Data rows:
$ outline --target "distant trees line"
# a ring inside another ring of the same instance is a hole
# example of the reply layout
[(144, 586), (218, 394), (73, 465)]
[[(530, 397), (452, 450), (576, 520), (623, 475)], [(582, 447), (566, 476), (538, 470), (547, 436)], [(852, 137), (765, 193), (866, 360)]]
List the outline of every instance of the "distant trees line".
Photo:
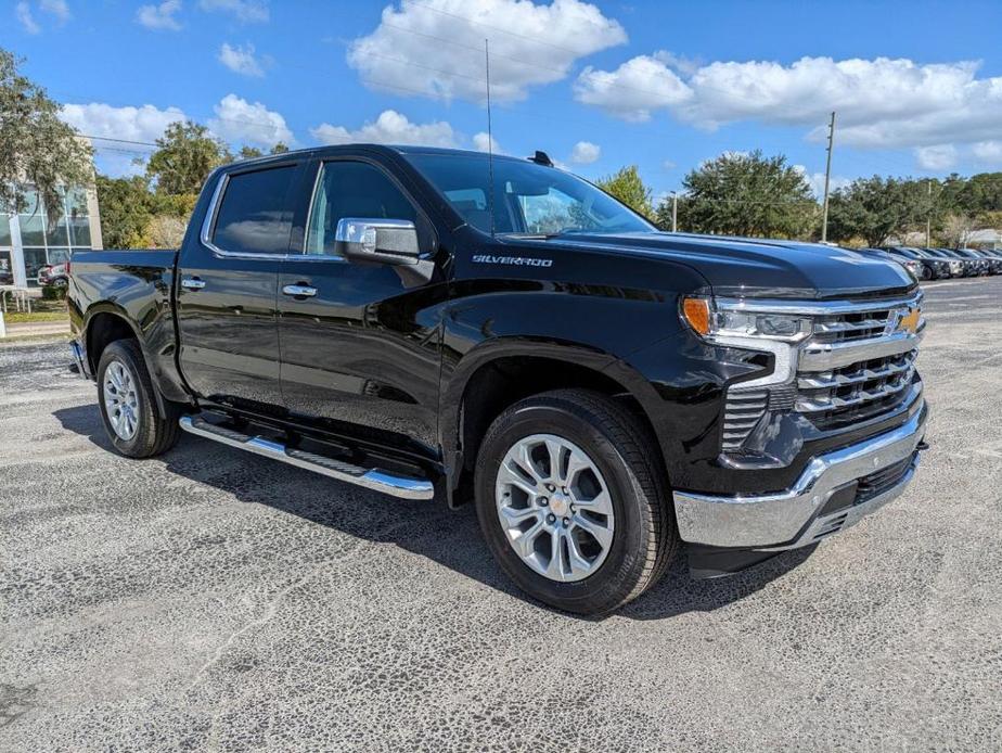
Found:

Task instructions: Output every line of the entries above word for word, without the pictures.

Correct result:
$ outline --target "distant trees line"
# a ring inside another ring of the same instance is a hole
# example of the reply layout
[(144, 586), (218, 394), (73, 465)]
[[(530, 397), (452, 450), (576, 520), (623, 475)], [(582, 447), (566, 476), (538, 470), (547, 436)], [(852, 137), (765, 193), (866, 360)]]
List the outline of every instance of the "distant trees line".
Photo:
Found:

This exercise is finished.